TASK PROMPT » Duplicate the passage from the earnings call transcript between "Looking at how" and "complete that process.", inclusive.

SOURCE TEXT »

Looking at how we allocate capital is going to be a very extensive project for us between now and October when we submit our budget to the Board. I would say from -- since I have been with Cabot and looking at the number of opportunities and the number of good opportunities that we've had on our plate to be able to make these choices is as large of an opportunity as I have seen, since I have been with Cabot. So it is going to be a challenge addressing your point about how much you reduce maybe Canada opportunities. And you look at the overall balance of production reserves, of rate of return that the Rockies, mid-continent, east Texas and the East will yield is going to be our challenge. And I'm confident that we are going to be able to put forth to the Cabot shareholder a program that's going to have a very good returns and returns on all those metrics when we complete that process.
- Analyst
Thanks. I think you did make a decision just in the last few months to reduce some activity in the Legacy Appalachia areas and I wondered if that was a conscious decision to prioritize the Rockies over Legacy Appalachia or if there were kind of people issues that played into that as well as you shift people and capital into the Marcellus.
- Chairman, President & CEO
Yes. It is a little bit of both, Brian, with our staff size in the East and looking at all the moving parts that's attached to the Marcellus trying to plow new ground not only in the field but also through the regulatory process and being able to mature a program with some element of consistency and meeting expectations. It is taking a great deal of our manpower effort, conscious effort to allocate away from the traditional into the Marcellus to get a smooth flow operation and be able to meet our say 80 plus or minus well expectation into 2009. We have not allocated personnel to any great extent in between regions at this time but we certainly have position requisitions open in the East and in east Texas to fill some voids that we have.
- Analyst
Great. Thanks. Lastly, you indicated you expect the permit in the -- the water permit in the Marcellus and northeast PA to be approved in September. Can you add any color or if there is any risk that happens either earlier or later?

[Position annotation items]
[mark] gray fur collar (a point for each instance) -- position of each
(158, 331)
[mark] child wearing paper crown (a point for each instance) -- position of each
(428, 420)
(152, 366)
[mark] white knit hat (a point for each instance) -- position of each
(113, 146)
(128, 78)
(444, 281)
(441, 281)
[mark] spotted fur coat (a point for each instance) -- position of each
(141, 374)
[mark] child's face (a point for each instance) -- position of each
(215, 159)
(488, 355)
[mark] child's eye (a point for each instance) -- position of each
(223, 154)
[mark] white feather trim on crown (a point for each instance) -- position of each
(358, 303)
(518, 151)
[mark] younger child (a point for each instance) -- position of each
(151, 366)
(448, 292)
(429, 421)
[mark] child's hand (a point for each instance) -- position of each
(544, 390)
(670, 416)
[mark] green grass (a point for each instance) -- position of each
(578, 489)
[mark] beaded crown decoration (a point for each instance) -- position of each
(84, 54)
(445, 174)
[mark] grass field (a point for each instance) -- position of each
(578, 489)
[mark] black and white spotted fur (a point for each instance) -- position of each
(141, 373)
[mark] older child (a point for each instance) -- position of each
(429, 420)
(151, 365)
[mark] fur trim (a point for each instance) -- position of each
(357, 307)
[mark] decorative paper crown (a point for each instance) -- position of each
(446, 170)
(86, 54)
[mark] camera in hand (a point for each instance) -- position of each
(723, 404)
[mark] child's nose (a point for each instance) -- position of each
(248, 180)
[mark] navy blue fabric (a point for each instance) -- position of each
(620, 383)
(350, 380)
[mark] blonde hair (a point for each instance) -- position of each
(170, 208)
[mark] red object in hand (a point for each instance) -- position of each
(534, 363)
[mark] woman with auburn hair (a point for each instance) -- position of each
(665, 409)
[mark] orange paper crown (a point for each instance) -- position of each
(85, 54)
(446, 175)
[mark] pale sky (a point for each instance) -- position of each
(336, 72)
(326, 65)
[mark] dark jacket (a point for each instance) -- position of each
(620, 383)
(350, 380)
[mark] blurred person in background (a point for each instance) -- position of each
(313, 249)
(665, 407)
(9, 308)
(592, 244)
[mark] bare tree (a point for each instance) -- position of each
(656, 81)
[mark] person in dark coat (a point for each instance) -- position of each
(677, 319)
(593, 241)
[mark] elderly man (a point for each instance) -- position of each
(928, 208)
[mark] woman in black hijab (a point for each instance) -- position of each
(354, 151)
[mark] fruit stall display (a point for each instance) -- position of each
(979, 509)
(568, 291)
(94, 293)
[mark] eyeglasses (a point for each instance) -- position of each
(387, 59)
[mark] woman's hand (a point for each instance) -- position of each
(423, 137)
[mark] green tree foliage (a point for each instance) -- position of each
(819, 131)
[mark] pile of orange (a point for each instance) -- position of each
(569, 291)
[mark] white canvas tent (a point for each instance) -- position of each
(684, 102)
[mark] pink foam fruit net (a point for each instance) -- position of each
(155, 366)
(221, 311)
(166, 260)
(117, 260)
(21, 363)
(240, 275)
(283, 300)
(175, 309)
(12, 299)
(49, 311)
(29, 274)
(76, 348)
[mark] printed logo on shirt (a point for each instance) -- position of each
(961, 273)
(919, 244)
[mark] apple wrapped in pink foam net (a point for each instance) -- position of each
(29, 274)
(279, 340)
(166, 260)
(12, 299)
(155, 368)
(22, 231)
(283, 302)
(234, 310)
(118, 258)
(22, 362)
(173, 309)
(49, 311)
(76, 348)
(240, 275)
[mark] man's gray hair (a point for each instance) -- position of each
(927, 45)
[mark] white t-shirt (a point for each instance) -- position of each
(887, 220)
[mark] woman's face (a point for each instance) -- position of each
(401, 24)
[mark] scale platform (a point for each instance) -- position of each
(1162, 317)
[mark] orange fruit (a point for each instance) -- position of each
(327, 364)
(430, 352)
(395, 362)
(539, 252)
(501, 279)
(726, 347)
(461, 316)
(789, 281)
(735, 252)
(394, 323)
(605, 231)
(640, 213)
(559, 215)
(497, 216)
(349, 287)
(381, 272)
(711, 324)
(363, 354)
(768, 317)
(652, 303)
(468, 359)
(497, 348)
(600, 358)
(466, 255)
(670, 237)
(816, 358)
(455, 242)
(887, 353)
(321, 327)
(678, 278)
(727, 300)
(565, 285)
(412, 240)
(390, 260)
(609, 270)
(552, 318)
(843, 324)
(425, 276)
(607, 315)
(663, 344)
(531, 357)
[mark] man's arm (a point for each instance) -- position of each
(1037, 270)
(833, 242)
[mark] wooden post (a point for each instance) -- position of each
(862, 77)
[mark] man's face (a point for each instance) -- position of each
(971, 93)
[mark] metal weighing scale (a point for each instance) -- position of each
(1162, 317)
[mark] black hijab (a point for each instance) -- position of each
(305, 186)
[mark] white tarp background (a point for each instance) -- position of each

CORRECT RESULT »
Looking at how we allocate capital is going to be a very extensive project for us between now and October when we submit our budget to the Board. I would say from -- since I have been with Cabot and looking at the number of opportunities and the number of good opportunities that we've had on our plate to be able to make these choices is as large of an opportunity as I have seen, since I have been with Cabot. So it is going to be a challenge addressing your point about how much you reduce maybe Canada opportunities. And you look at the overall balance of production reserves, of rate of return that the Rockies, mid-continent, east Texas and the East will yield is going to be our challenge. And I'm confident that we are going to be able to put forth to the Cabot shareholder a program that's going to have a very good returns and returns on all those metrics when we complete that process.